WHAT TO PRODUCE ▸ Write out every line of the listing below as a JSON list of strings, one string per line, skipping blank lines. Leave the picture out of your answer.

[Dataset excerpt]
****************

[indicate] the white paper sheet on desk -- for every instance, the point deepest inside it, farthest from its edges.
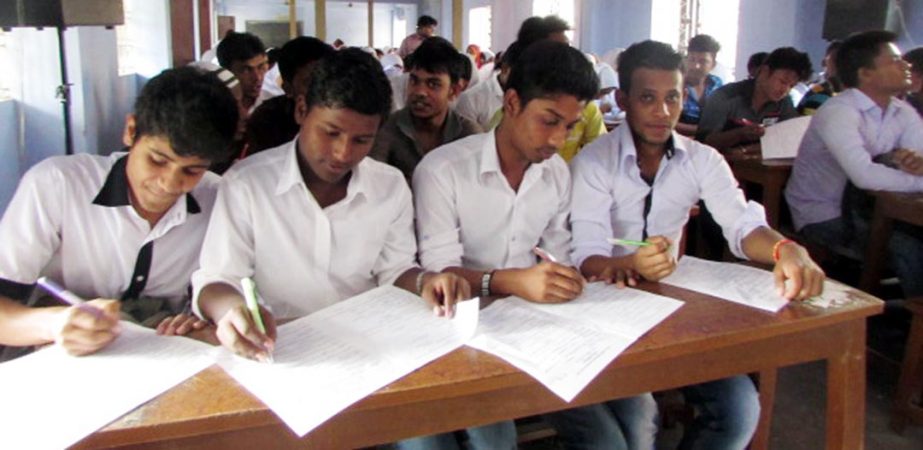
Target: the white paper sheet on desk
(728, 281)
(50, 399)
(783, 139)
(564, 346)
(335, 357)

****************

RESPONSE TO THE EXERCISE ▸
[
  "[indicate] the white paper sheet on desk -- for every instance, the point deepest inside it, farthest from its edges.",
  "Target: the white paper sheet on desk",
  "(728, 281)",
  "(50, 399)",
  "(783, 139)",
  "(564, 346)",
  "(335, 357)"
]